### RECORDS SUPPLIED
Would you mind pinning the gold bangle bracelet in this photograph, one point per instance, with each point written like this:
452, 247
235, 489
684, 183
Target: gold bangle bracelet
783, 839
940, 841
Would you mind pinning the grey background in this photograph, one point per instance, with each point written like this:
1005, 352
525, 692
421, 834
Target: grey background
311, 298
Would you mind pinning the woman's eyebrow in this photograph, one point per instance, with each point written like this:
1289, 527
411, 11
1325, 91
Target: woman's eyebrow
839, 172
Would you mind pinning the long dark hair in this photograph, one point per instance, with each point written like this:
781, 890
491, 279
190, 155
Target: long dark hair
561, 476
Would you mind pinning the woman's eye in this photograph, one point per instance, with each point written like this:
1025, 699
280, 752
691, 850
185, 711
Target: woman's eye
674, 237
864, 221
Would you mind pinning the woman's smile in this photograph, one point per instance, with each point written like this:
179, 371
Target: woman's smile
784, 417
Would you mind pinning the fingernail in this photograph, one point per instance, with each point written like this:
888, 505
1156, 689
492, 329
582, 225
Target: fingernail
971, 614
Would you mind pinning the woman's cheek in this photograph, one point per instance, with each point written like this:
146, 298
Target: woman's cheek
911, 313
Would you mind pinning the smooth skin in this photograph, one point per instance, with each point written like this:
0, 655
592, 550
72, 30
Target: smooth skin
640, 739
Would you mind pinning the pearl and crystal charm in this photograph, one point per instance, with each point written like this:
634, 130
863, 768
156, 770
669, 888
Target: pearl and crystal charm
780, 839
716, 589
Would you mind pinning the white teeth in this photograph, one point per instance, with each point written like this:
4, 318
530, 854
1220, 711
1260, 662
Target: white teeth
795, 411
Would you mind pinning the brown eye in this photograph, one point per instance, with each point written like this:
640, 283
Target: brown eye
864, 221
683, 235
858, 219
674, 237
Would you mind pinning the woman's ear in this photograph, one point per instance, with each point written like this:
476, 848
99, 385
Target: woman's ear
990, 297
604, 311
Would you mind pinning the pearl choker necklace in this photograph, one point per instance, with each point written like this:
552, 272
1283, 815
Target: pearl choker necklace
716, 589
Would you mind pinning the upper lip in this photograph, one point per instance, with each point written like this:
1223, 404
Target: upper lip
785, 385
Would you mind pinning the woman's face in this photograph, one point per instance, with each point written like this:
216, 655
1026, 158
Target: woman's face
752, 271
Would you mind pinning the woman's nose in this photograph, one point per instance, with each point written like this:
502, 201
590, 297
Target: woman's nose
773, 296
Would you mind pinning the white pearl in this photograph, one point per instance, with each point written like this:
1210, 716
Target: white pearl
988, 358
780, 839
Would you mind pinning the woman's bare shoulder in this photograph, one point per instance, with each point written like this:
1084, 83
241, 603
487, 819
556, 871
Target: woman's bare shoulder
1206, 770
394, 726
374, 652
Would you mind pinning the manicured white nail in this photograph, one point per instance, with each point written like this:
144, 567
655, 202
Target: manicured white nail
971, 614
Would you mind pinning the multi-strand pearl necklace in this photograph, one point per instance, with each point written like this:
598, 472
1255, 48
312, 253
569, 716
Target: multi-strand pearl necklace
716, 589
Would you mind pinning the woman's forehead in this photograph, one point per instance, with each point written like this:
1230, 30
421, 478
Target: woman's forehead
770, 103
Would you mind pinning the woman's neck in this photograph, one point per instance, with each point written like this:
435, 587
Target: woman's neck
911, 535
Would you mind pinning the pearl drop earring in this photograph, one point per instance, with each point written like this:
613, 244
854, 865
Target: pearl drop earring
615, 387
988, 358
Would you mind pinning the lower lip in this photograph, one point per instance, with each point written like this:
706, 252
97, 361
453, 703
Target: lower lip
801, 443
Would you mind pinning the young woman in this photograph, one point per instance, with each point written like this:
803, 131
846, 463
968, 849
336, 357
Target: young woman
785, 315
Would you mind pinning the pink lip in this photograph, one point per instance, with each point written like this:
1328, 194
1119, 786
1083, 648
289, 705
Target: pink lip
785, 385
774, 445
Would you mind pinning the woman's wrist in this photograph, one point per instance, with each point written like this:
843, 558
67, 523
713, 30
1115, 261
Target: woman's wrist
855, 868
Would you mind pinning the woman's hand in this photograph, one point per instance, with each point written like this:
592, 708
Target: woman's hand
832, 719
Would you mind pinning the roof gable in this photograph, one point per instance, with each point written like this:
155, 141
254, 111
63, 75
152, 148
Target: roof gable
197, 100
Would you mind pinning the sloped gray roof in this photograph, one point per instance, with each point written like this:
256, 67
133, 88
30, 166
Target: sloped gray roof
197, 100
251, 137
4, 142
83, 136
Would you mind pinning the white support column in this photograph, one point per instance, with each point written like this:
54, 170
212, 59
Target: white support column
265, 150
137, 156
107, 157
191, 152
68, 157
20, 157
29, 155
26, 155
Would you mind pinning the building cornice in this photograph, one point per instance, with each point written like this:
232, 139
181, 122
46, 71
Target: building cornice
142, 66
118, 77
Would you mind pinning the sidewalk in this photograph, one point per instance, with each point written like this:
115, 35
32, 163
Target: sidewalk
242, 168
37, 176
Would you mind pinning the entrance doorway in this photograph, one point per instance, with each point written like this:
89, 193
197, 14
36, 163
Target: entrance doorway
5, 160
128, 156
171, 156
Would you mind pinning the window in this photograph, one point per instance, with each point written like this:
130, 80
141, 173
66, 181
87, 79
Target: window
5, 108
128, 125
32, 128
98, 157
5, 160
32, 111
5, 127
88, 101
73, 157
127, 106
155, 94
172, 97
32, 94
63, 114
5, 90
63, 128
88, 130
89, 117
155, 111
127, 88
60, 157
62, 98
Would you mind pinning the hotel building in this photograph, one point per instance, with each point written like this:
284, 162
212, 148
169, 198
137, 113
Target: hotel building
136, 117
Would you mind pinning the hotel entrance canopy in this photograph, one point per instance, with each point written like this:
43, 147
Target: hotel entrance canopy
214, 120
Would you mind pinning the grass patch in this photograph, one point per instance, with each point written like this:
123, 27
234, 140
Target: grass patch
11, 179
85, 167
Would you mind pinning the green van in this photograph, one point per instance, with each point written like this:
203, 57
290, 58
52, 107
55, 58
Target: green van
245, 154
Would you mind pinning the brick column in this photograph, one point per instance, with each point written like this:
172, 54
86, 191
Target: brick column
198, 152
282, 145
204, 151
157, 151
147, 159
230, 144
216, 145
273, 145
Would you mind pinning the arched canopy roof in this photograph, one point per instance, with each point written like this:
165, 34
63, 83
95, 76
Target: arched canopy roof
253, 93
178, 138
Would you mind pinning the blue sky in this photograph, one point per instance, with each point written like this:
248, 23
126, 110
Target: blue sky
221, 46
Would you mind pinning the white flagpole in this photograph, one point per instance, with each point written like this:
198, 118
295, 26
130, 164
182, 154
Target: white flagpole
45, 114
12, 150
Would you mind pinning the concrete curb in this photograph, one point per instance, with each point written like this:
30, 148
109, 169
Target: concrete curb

### REQUIREMENT
Copy every one of the lines above word for word, from the first through the last.

### SOLUTION FOR THIS PROBLEM
Would you mind pinning the gold bangle bracelet in this photograph, one point per instance, with each point written like this:
452, 247
235, 489
684, 183
Target: gold bangle bracelet
783, 839
940, 841
Would you mind pinning the grey background in this photograph, one point per instance, with each point written like this:
1005, 352
525, 692
421, 834
Target: grey background
311, 298
Would you mind pinning the woman's eyebrow in this photograph, one point per instance, with each point written like this:
1289, 527
411, 11
1325, 91
Target: woman's eyebrow
839, 172
Would you mind pinning the long dark hair in this photograph, one point per instance, with each point written like this:
781, 890
491, 279
190, 155
Target: long dark hair
561, 476
Would you mind pinning the woman's eye in this photograph, one point per instance, with each point written like this:
1025, 699
280, 752
691, 850
185, 711
Target: woman's eye
674, 237
864, 221
Would you mind pinning the woman's smile in this photograph, one point per instance, with each point written like this:
179, 371
Target: woman's smile
784, 417
Would you mind pinning the fingernail in this photograph, one point per instance, with each point written like this:
888, 505
1156, 689
492, 329
582, 225
Target: fingernail
971, 614
Would you mind pinning the woman's cheek in this photograph, one point per instance, with each point written like this:
146, 298
Target: woman's cheek
911, 313
Would you mind pinning the smooth skin in this photograph, one point per instance, with each point written like this:
0, 655
592, 550
72, 30
Target: smooth skin
640, 739
Would you mind pinning the pearl and crystal charm in this photograph, one point per instance, with each point written like this:
634, 130
863, 768
156, 770
669, 888
Target: pearl and crystal charm
780, 839
716, 589
Would you mind pinning the white teeth in this photograph, one point per instance, with each point written like this:
4, 318
530, 854
1220, 711
1260, 662
Target: white teeth
795, 411
Would you mind pinning the brown eye in this photograph, one point per instance, with each point written like this:
640, 283
Target: brown eye
864, 221
683, 235
858, 219
674, 237
Would you mind pinning the woman's ear in this photograph, one point per instance, with each point written like this:
476, 848
99, 385
Target: woman's ear
990, 297
604, 311
Would you mind pinning the pearl choker necklace in this photograph, one point per instance, with each point written like this:
552, 272
1283, 815
Target: pearl choker necklace
716, 589
Would you mind pinning the upper lip in this photograph, one point per instance, with each point written like this:
1223, 404
Target: upper lip
785, 385
Would you mind pinning the woman's face in this photograph, one point per instance, with each point written like this:
216, 655
1026, 158
Target: woman's face
752, 271
Would you mind pinning the woman's nose in this photograph, one point per instance, with each point written like this:
502, 201
590, 297
Target: woman's nose
773, 296
Would you mind pinning the white pearl in this photograph, one point per instance, with each point written like this:
1210, 716
Target: white pearl
988, 358
780, 839
Would you mind pinning the woman's bare shoulder in this photograph, one point per instance, with each point written like this:
1084, 83
241, 603
487, 819
556, 871
Target: woman's bare shoulder
1206, 770
394, 726
374, 652
Would you mind pinning the manicured white nail in this photograph, one point per instance, with each point written like this:
144, 567
655, 202
Target: manicured white nail
971, 614
Would you mind pinning the multi-strand pearl necklace in this photograph, one point per instance, with each point written like this:
598, 472
1255, 48
312, 253
569, 716
Target: multi-strand pearl necklace
716, 589
Would you mind pinning the woman's forehead in this photograph, one point per instance, with each point written like this:
1230, 30
421, 478
Target: woman's forehead
770, 103
Would you mind pinning the woman's neck in this photograph, one point per instance, with each point written like this:
435, 587
Target: woman's neck
911, 535
Would you mind pinning the pearl drop earring in this photograph, one point per instance, with each point written like this:
613, 244
854, 865
Target: pearl drop earring
615, 387
988, 358
Would you mind pinning the lower lip in this photograph, one point per instance, with each point written like this:
706, 252
97, 361
453, 703
Target: lower lip
801, 443
Would you mind pinning the young woman in this photograph, one point per instance, with each point written like this:
803, 131
846, 463
968, 849
336, 357
Target: young woman
785, 315
Would you mind pinning the pink lip in this photograph, one point per instance, with each point written like this:
1328, 194
1119, 786
1083, 648
289, 705
Target: pink lip
785, 385
774, 445
Would you mind pinning the woman's wrist in this photograph, one point per instance, with each point written like this:
843, 558
67, 523
713, 30
1115, 261
Target: woman's wrist
855, 868
Would you mind pinning the woman's hand in this photograph, one point per instance, with each point written like this:
592, 708
Target: woman's hand
832, 719
Would you mind pinning the roof gable in this photograph, one point per instance, with each point written like this:
155, 141
254, 111
63, 75
152, 148
Target: roof gable
197, 100
Would you mind pinning the sloped gray roof in this photograph, one point per instance, with each point written like this:
256, 67
133, 88
30, 166
Target: sloped gray roof
197, 100
251, 137
4, 142
83, 136
Would you mind pinning the white support column in this photograph, one point per instance, with each point written like this:
54, 170
212, 59
Target: white support column
265, 150
137, 156
107, 157
191, 152
68, 157
20, 157
29, 155
26, 155
Would you mind pinning the building cornice in this photograph, one point per instance, with each point written like this:
232, 139
181, 122
46, 71
Target: building cornice
142, 66
118, 77
Would you mind pinning the sidewalk in this photograph, one point per instance, with each point written like this:
115, 35
32, 163
Target: sidewalk
242, 168
37, 176
Would you mind pinning the entrance doorway in this photograph, one point per instance, with each point written like this:
89, 193
197, 14
36, 163
Target: entrance doorway
5, 160
128, 156
171, 156
Would you mind pinning the window in this photograph, one point per instance, with each point written like this:
130, 80
141, 173
66, 181
87, 79
Target: window
5, 108
128, 125
32, 128
98, 157
5, 160
32, 111
5, 127
88, 101
73, 157
127, 106
155, 94
172, 97
32, 94
63, 114
5, 90
63, 128
88, 130
89, 117
155, 111
127, 88
60, 157
62, 98
Would you mind pinning the hotel building in this photograph, one point per instance, with each point written like this:
284, 162
212, 148
169, 198
137, 113
Target: hotel building
136, 117
Would you mind pinning the hotel entrance canopy in this photograph, one point per instance, with each point written like this:
43, 147
Target: hotel entrance canopy
214, 120
Would you mind pinning the grass patch in this photograph, one point per instance, with each point written like this:
123, 27
234, 140
Target: grass patch
11, 179
85, 167
Would you mind pinning the green van in this photograph, one point per instance, with each point written like this:
203, 57
290, 58
52, 107
55, 58
Target: green van
245, 154
Would you mind pinning the brick column in this photograph, one point per instance, with each point written like this:
172, 54
86, 191
Target: brick column
198, 152
282, 145
204, 151
157, 151
147, 159
230, 144
216, 145
273, 145
Would you mind pinning the arched canopy roof in this photograph, one point per instance, with each point written like this:
165, 34
63, 83
95, 76
Target: arched canopy roof
253, 93
178, 138
Would you mind pinning the blue sky in this photograph, one point per instance, with each point written like this:
248, 23
126, 110
Target: blue sky
221, 46
Would you mind pinning the white flagpole in this photograph, one point per instance, with each point written like this:
198, 118
295, 26
130, 164
182, 154
Target: white flagpole
45, 114
12, 150
Would you mind pinning the concrete curb in this photograph, one point per instance, with each point written like this:
30, 148
109, 169
Target: concrete curb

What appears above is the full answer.